= DESCRIPTION OF THE TASK =
Revise the shift work and diabetes text: reproduce everything from "Studies in a" down to "have type 2 diabetes.", with "analysis" changed to "review".
======== GIVEN TEXT
The findings, published in Occupational and Environmental Medicine, indicated men and those doing rotating shifts were at highest risk.

It is thought that disruption to the body clock affects waistlines, hormones and sleep - which could increase the risk.

Diabetes UK said shift workers should eat a healthy balanced diet.

The disease can lead to blindness, increase the risk of heart attacks and strokes, as well as damaging nerves and blood vessels - dramatically increasing the risk of a foot needing to be amputated, BBC News reports.

Studies in a sleep laboratories have shown that making people snooze at the wrong time of day led to the early stages of type 2 diabetes developing within weeks.

Now an analysis of data from 226,652 people strengthens the link with type 2 diabetes.

Increased risk

In the UK, 45 out of every 1,000 adults have some form of diabetes, with the vast majority being type 2.

The study, by researchers at Huazhong University of Science and Technology in China, showed shift workers were 9% more likely to have type 2 diabetes.

But in men, the figure was 35%. For people chopping and changing between day and night shifts, the risk increased by 42%.

The researchers said: "The result suggests that male shift workers should pay more attention to the prevention of of diabetes.

"Given the increasing prevalence of shift work worldwide and the heavy economic burden of diabetes, the results of our study provide practical and valuable clues for the prevention of diabetes."

Possible explanations include shift work disrupting sleeping and eating patterns. One idea is that eating late at night makes the body more prone to store the energy as fat, increasing the risk of obesity and in turn type 2 diabetes.
================
======== DATA FOR REVIEW
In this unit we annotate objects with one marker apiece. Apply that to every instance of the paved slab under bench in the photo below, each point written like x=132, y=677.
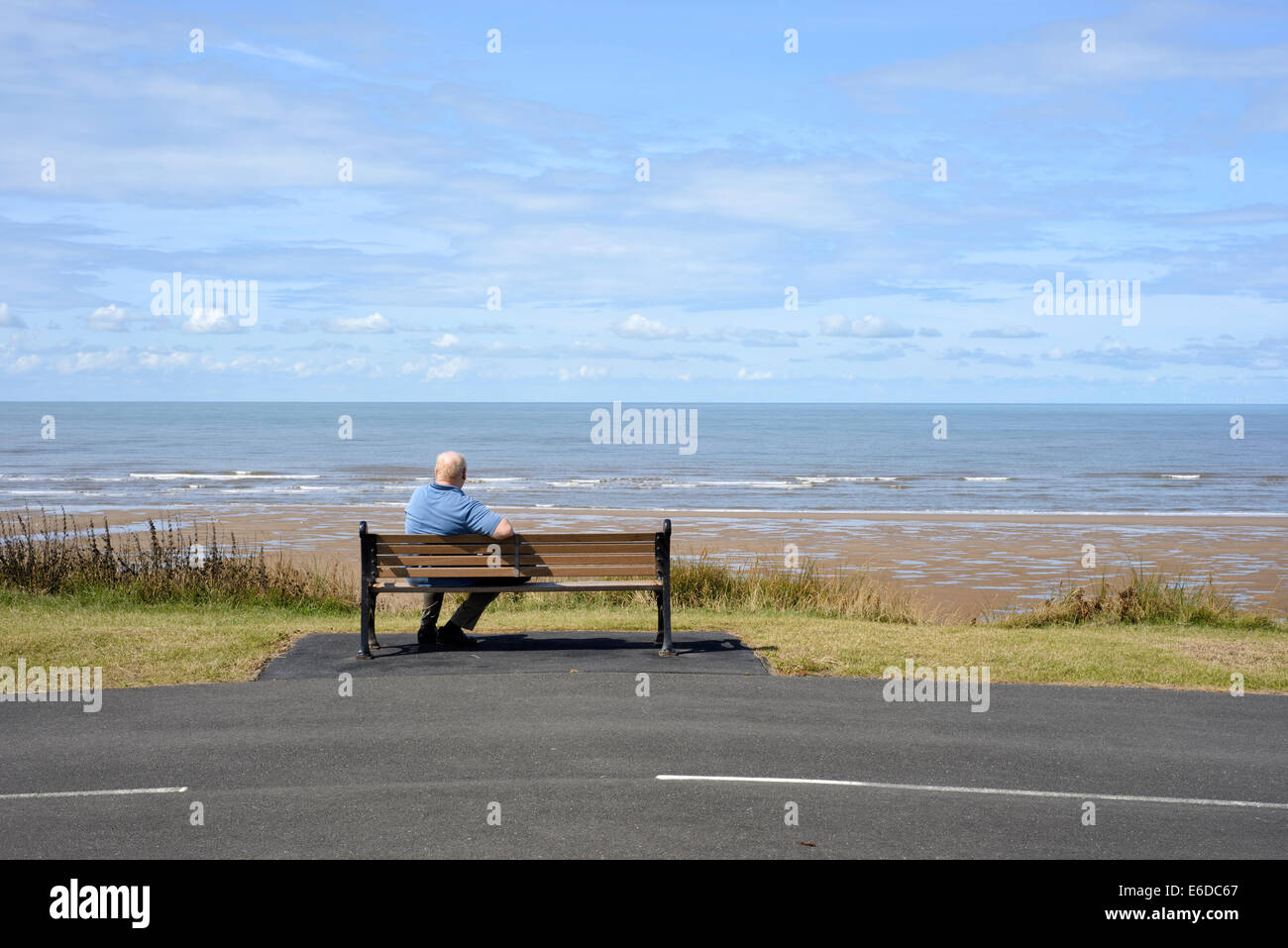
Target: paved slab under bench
x=327, y=655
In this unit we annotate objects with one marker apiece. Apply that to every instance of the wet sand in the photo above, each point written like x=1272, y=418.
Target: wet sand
x=961, y=565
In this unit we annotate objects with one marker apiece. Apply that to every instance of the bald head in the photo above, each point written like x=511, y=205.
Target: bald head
x=450, y=469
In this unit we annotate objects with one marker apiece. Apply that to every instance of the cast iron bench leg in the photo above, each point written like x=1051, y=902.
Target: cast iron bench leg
x=664, y=600
x=368, y=622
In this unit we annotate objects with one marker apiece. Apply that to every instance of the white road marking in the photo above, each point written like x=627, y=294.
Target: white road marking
x=94, y=792
x=988, y=791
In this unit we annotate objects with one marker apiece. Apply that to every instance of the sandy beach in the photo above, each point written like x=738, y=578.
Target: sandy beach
x=961, y=565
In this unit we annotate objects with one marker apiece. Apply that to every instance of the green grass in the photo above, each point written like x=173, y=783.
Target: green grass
x=176, y=643
x=142, y=610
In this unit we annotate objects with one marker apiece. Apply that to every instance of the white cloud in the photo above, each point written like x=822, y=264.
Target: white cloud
x=642, y=327
x=25, y=364
x=446, y=368
x=163, y=360
x=210, y=321
x=866, y=326
x=111, y=318
x=1008, y=333
x=94, y=361
x=368, y=324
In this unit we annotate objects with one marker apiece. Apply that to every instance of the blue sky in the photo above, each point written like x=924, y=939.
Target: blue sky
x=768, y=170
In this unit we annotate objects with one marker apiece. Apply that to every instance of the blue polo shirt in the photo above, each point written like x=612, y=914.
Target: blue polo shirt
x=446, y=510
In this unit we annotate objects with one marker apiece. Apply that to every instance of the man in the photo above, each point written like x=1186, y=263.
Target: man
x=443, y=509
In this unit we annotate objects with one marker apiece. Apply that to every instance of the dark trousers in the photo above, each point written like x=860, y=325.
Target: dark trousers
x=469, y=612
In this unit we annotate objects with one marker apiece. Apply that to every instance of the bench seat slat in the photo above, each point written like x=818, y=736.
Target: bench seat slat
x=492, y=572
x=553, y=586
x=507, y=546
x=523, y=539
x=636, y=559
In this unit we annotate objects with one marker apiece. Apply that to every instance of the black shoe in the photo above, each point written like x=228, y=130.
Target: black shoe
x=452, y=636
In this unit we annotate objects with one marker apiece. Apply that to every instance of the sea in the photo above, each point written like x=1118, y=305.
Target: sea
x=1030, y=459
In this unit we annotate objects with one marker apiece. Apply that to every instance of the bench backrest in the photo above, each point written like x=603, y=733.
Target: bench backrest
x=404, y=556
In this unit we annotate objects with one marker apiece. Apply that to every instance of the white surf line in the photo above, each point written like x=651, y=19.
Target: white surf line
x=94, y=792
x=987, y=791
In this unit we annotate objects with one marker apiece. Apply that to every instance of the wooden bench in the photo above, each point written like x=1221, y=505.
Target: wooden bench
x=634, y=562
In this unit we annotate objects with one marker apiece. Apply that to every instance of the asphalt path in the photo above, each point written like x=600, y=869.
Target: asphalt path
================
= TASK RESULT =
Studies in a sleep laboratories have shown that making people snooze at the wrong time of day led to the early stages of type 2 diabetes developing within weeks.

Now an review of data from 226,652 people strengthens the link with type 2 diabetes.

Increased risk

In the UK, 45 out of every 1,000 adults have some form of diabetes, with the vast majority being type 2.

The study, by researchers at Huazhong University of Science and Technology in China, showed shift workers were 9% more likely to have type 2 diabetes.